_The request:_ Put every line of the rows below into a Markdown table with the columns Number and Line, numbering each line in order and skipping blank lines.

_Raw data:_
══════
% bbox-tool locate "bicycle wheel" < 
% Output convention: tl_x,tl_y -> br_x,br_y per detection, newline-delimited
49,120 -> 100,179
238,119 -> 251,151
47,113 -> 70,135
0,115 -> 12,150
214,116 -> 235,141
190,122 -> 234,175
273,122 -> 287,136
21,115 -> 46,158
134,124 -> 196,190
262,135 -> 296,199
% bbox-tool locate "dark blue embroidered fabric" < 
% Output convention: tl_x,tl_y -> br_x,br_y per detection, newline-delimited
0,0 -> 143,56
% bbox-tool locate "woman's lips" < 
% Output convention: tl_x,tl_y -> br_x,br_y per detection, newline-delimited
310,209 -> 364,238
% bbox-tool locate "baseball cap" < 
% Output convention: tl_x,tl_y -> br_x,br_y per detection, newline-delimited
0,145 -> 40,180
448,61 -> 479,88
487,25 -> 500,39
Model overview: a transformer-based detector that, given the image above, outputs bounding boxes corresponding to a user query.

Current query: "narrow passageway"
══════
_Answer to this task:_
| Number | Line |
|---|---|
| 1 | % bbox-tool locate "bicycle wheel" <  |
| 2 | % Output convention: tl_x,tl_y -> br_x,br_y per detection, newline-delimited |
| 3 | 49,120 -> 100,179 |
| 4 | 238,119 -> 251,151 |
| 5 | 47,113 -> 70,135 |
| 6 | 0,115 -> 12,150 |
| 7 | 214,116 -> 235,141 |
| 8 | 190,122 -> 234,175 |
| 9 | 273,122 -> 287,136 |
| 10 | 21,115 -> 46,158 |
| 11 | 134,124 -> 196,190 |
| 12 | 262,135 -> 296,199 |
| 13 | % bbox-tool locate "dark blue embroidered fabric" <  |
| 14 | % Output convention: tl_x,tl_y -> br_x,br_y per detection, newline-delimited |
| 15 | 0,0 -> 143,56 |
| 16 | % bbox-tool locate "woman's lips" <  |
| 17 | % Output convention: tl_x,tl_y -> br_x,br_y per detection, newline-delimited |
| 18 | 310,209 -> 364,238 |
| 19 | % bbox-tool locate "baseball cap" <  |
| 20 | % Output convention: tl_x,tl_y -> br_x,br_y per detection, newline-delimited |
| 21 | 0,145 -> 40,180 |
| 22 | 448,61 -> 479,88 |
| 23 | 487,25 -> 500,39 |
| 24 | Model overview: a transformer-based detector that, given the image above, outputs bounding boxes corresponding to a user query. |
| 25 | Current query: "narrow passageway" |